======== TRECHO ESCOLHIDO ========

O terror de Jordan Peele, "Nós", já desponta como um dos melhores filmes de 2019


O diretor e roteirista de "Corra!" (2017), Jordan Peele, ganhador do Oscar de Melhor Roteiro em 2017 por esse filme, lançou recentemente nos cinemas seu mais novo trabalho, "Nós" (2019). O longa-metragem que já vem arrecadando milhões de dólares de bilheteria, é novamente nutrido pelo gênero do terror como no título anterior já citado acima e apresenta diversos aspectos simbólicos. Se no primeiro a problemática está relacionada a questão da raça, no segundo a provocação se dá no âmbito submerso de um universo desconhecido da sociedade norte-americana: o que habita nos inúmeros túneis dos Estados Unidos. 

A história se concentra no casal Adelaide Wilson (Lupita Nyong's) e Gabe Wilson (Winston Duke) e seus filhos, quando viajam para a casa de praia em Santa Cruz, na Califórnia.  Mesmo assombrada por um trauma do passado envolvendo o labirinto de uma casa de espelhos de um de parque de diversão na mesma praia, Adelaide, à contragosto decide acompanhar a família para desfrutarem de um dia frente ao mar junto ao casal de amigos, Josh (Tim Heidecker) e Kitty (Elisabeth Moss). Contudo, com a chegada da noite, situações estranhas começam a acontecer na casa. O que era um ambiente de tranquilidade, ganha outras proporções quando a tensão toma conta de todos ao surgirem quatro pessoas desconhecidas, sem serem convidadas e semelhantes a cada um deles. Quando questionados sobre quem são, eles dizem: "Somos americanos". 

Mesmo que o roteiro - também assinado por Jordan Peele - seja um tanto quanto explicativo na parte final, há de se enaltecer a qualidade técnica de conseguir segurar a tensão do espectador até o fim e, na criatividade e ousadia em expor uma trajetória de horror social ligada aos oprimidos e sem poder de fala. Numa possível metáfora para o esfacelamento do 'sonho americano', orquestrada por uma trilha sonora cujo efeito causa pavor e apreensão. 

Nessa perspectiva, também vale a pena destacar a potente performance de Lupita Nyong's que entrega um trabalho de linguagem corporal, olhar enigmático e amedrontador de um modo primoroso. Uma provável tradução do âmago da tensão existente da dualidade de mundos retratadas no filme entre os afortunados que vivem na presença da luz e, os excluídos residentes nos túneis tomados pela escuridão.

========

▶ **O QUE FAZER**:
Dê sequência à crítica do filme "Nós", começando logo depois da última frase. A listagem não tem nenhuma ligação com a crítica do filme "Nós".

======== DADOS DA LISTAGEM ========

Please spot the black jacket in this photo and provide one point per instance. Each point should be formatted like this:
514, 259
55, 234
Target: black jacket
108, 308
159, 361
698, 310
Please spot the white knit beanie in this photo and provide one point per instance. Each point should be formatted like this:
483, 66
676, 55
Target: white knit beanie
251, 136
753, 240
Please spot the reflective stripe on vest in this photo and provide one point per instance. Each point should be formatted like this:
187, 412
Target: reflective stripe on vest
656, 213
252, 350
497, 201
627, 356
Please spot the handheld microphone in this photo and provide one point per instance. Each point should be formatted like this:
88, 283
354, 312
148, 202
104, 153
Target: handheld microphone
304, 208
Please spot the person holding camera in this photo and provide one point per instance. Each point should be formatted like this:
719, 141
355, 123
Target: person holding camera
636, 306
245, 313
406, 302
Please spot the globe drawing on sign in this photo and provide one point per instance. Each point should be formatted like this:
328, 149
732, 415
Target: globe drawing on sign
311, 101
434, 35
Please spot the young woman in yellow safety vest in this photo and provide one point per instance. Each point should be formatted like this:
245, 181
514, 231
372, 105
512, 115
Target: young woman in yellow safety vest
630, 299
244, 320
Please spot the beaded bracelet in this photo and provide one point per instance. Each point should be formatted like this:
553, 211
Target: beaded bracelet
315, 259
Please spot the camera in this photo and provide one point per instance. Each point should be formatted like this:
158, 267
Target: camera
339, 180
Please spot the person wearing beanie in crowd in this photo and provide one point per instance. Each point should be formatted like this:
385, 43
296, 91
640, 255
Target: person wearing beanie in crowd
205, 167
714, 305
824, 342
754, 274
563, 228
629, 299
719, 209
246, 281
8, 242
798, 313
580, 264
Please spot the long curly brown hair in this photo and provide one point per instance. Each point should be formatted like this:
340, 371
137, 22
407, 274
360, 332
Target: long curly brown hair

========

▶ **RESPOSTA ESCRITA**:
O contexto de visualizar a imagem de si mesmo surte o efeito em evidenciar o outro lado dos personagens, ou seja, a versão obscura de cada um, cujo intuito é emergir para superfície e ocupar o lugar de seu semelhante. Vestidos com uniformes vermelhos, esta corrente do 'mal' coletivo, desperta o maior inimigo de todos, a própria sombra.  Essa sombra encarada como arquétipo na psicologia analítica, carrega em si certos aspectos desagradáveis e imorais de nós mesmos que gostaríamos de fingir que não existem ou simplesmente esconder, pois contradiz com aquela pessoa com a qual gostaríamos de nos ver. Esconder ou fingir a existência 'desse lado negro da força' é justamente a matéria-prima da obra de Peele.  

Outro mérito do diretor pode ser observado em planos de puro requinte, como por exemplo, no começo do filme quando os quatro membros da família Wilson chegam à praia e a câmera os acompanha em um ângulo de cima para baixo focando na sombra de cada um. Ou em uma das sequencias finais, no cenário subterrâneo de uma sala de aula em que Adelaide está no plano de fundo e sua imagem uniformizada de vermelho escreve na lousa e discursa, em primeiro plano. Jordan Peele, com este segundo longa-metragem no currículo desponta para um futuro promissor em Hollywood. 
CineBliss*****





Ficha técnica:

Nós (Us)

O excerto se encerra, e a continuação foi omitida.